*** Block opens ***
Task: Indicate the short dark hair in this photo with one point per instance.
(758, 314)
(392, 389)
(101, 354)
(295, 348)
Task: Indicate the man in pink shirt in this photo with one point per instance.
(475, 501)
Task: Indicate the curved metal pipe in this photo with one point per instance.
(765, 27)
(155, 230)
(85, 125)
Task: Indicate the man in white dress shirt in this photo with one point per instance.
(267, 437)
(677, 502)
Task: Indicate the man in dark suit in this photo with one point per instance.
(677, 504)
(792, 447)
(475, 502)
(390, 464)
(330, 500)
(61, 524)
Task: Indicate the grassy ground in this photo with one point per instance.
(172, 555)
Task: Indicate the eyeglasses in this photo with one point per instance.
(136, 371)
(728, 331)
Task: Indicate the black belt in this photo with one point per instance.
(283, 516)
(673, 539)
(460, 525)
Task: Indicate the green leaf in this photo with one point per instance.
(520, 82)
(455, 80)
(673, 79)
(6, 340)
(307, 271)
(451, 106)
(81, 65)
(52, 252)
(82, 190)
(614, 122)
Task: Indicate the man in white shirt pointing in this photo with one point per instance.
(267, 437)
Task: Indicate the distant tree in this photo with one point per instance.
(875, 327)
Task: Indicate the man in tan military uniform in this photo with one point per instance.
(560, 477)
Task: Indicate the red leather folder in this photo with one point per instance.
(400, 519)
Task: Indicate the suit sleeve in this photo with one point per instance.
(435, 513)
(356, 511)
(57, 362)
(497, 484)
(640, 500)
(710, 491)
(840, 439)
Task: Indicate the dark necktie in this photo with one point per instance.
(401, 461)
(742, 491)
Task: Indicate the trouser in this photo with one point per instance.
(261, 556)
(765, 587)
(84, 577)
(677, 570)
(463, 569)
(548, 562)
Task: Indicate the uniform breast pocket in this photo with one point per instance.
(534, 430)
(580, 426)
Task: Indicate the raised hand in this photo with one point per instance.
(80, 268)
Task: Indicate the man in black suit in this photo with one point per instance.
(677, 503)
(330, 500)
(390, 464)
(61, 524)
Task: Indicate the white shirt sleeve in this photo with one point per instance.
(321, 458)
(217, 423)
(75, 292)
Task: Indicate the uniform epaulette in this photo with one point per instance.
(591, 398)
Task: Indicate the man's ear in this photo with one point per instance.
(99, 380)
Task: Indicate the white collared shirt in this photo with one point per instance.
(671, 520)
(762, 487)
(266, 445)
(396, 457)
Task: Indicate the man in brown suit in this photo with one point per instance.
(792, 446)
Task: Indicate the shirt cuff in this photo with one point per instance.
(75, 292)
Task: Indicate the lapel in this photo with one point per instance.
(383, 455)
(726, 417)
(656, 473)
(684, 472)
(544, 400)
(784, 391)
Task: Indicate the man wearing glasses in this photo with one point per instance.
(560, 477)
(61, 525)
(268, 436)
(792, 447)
*** Block closes ***
* **Work instructions**: Restating all of the data exactly is the whole task.

* **Solution for this problem**:
Task: Indicate the short dark hair in this photo with one point per instance.
(758, 314)
(392, 389)
(101, 354)
(295, 348)
Task: Indicate the man in pink shirt in this photo with one point per instance.
(475, 501)
Task: Indicate the curved metal pipe in this photo with one point per instance.
(765, 27)
(155, 230)
(85, 125)
Task: Indicate the man in white dress shirt in this photo with one point per instance.
(267, 437)
(677, 502)
Task: Indicate the man in dark suit in this photo with one point per instance.
(677, 504)
(792, 447)
(475, 502)
(390, 464)
(330, 500)
(61, 524)
Task: Indicate the grassy ground in this photo with one point per instance.
(172, 555)
Task: Indicate the eyeglasses in this photo with one point per instance.
(136, 371)
(728, 331)
Task: Indicate the black belt in this photo with one point per instance.
(283, 516)
(673, 539)
(460, 525)
Task: Indicate the green leaf in this photo with one point per instance.
(520, 82)
(455, 80)
(673, 79)
(6, 340)
(307, 271)
(451, 106)
(81, 65)
(52, 252)
(82, 190)
(614, 122)
Task: Indicate the man in white shirt pointing in this photo with one point per instance.
(267, 437)
Task: Indicate the distant tree in this photo with one point per instance.
(875, 327)
Task: Indicate the man in tan military uniform in this photo with one point per instance.
(560, 477)
Task: Indicate the red leather folder in this photo with one point per instance.
(400, 519)
Task: Indicate the suit sleeve in this photo with one point per instance.
(435, 513)
(356, 511)
(57, 362)
(497, 484)
(640, 500)
(710, 491)
(840, 439)
Task: Indicate the dark necktie in this photo with one point per instance.
(401, 461)
(742, 491)
Task: Indicate the trouser in this photo with one point per instance.
(261, 556)
(765, 587)
(84, 577)
(677, 570)
(463, 569)
(548, 562)
Task: Indicate the uniform breast pocket in this photo with one point per instance.
(534, 430)
(580, 426)
Task: Indicate the raised hand in this photo with one point per instance.
(80, 268)
Task: Indicate the man in black suit in this photo with one point per instance.
(677, 503)
(330, 500)
(390, 464)
(61, 524)
Task: Indicate the white shirt sleeve in this photo with one point per instance.
(321, 458)
(217, 423)
(75, 292)
Task: Indicate the uniform epaulette in this photo with one point per instance.
(591, 398)
Task: Indicate the man's ear in this photo with one point per instance.
(99, 380)
Task: Indicate the white collared shirt in this photo with one point per instance.
(671, 520)
(762, 487)
(266, 445)
(396, 457)
Task: Indicate the man in brown suit in this photo with one point per instance.
(792, 446)
Task: Indicate the shirt cuff in this photo with one point per instance.
(75, 292)
Task: Indicate the lapel in this photo with one point per instance.
(383, 455)
(726, 417)
(656, 473)
(684, 472)
(544, 400)
(784, 391)
Task: Indicate the man wearing glasses in this photo with one point per instance.
(560, 477)
(61, 525)
(268, 436)
(792, 447)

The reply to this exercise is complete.